Exercise:
In the memoir below about a father named Fred who was called Jack, what nickname did the workers at his first mill give him? Please answer in a few words.
-- start Excerpt --
Tuesday, August 22, 2006

 

Memories of Mother and dad

Was telling about my Dad called Jack to a friend and it got me really thinking of my Dad and Mom.
My Dads real first name was Frederick and most called him either Fred- by all those he repaired cars for- (a mechinist at work and a mechanic in evenings at home and a worker for everything else that needed repairing at home) or at the first mill he worked for they clled him farmer as they knew he had a cow, pig, chickens and was quick to plow the field next to our home for Mothers huge garden.
I was in grade school when they called him Farmer. By the time I was in the middle grades he was working as a fine mechinist at another mill with much better wages. He stayed at this job until he retired. He didn`t retire as early as he could have. he worked an extra year. He told my Mother he was working the extra year to make an even number of years working at the mill.. But he told me he was really working the extra year so that my mother would be able to start drawing full social security the exact same year he retired and neither of them would have any reductions as they wouldn`t be retiring early like many of his friends did. In fact Dad had one more full year extra to his credit.You see, Mother was just 1 year 4 months younger than Dad was. he was born in Jan. 1903 and mother was born in May of 1904.
But to get back to Dad`s names--all his own Family called him Jack. I never thought to ask anyone where they got the Jack from. I did hear a rumor once that my Dad was always doing something, he wasn`t one to just sit around. I heard he was like a jack-in-the box, always jumping up to do something. So, maybe that is where the name jack origionally came from. So, he was known as Jack by family and close friends and he was a jack of all trades and master in his machinest mill job ( according to his Boss and others at work) and master mechanic at home in his evenings and spare time ( people just kept bragging after he fixed their vehicle and word of mouth kept him loaded with more and more to repair. He never had to advertise to be loaded with repairs to fix for someone. ). I can`t remember a time when my Father wasn`t working on someones car or truck. Even as a small child I can remember running out to the garage just to see what my Dad was working on then. As busy as he was, he never once told any of us kids ( 7 of us) to go play, or that he was too busy to be bothered by us. he always talked with us, even though he never stopped working on what he was doing unless we needed him to look at something. I can remember many times when he would be on his wheeled platform under a vehicle when one of us would ask him to see something. he would quickly slide out on his back on that flat wood platform with the wheels under it. I never thought of it at the time, but he must have kept those wheel axels very clean for them to roll out that fast. He even repaired a neighbors truck the day before he died at almost 73 yrs of age. But he always said he was jack of all trades, but master of none of them. Thought you might get a kick out of this - a Fred called jack!
-- end Excerpt --
-- start Stored rows --
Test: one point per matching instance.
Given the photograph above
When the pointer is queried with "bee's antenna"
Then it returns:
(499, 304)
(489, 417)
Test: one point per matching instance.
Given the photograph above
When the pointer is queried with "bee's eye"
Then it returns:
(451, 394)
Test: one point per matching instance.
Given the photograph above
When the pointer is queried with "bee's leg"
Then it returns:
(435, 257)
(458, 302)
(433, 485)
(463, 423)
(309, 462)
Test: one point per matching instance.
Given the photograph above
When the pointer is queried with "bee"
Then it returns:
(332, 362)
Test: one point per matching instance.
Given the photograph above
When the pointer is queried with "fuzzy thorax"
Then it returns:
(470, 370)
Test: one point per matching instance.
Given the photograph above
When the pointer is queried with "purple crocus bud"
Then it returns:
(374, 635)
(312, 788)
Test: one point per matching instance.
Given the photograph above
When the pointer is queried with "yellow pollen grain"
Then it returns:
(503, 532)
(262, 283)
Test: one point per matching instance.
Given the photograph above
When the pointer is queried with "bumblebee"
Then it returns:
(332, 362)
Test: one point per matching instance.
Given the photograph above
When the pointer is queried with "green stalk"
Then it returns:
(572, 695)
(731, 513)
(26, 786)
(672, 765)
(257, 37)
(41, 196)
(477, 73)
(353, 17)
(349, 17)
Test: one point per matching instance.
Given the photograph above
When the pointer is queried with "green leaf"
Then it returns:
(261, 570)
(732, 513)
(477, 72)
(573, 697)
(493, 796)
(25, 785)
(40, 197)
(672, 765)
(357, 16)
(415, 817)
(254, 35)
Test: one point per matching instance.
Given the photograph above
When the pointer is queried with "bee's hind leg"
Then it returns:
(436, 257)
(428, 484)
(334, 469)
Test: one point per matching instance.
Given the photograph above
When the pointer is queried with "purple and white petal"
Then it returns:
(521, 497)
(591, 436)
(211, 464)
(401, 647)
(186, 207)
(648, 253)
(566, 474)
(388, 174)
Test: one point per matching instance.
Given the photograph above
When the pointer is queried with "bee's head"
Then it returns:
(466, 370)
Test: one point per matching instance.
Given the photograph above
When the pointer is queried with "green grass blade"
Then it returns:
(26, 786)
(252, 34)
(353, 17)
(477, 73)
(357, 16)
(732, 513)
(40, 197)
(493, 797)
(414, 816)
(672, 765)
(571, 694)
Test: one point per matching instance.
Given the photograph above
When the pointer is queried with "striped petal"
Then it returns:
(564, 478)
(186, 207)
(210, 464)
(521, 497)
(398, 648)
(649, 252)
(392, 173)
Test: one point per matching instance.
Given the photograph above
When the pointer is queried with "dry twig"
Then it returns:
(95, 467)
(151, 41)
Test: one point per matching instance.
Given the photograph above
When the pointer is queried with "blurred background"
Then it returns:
-- end Stored rows --
Correct response:
Farmer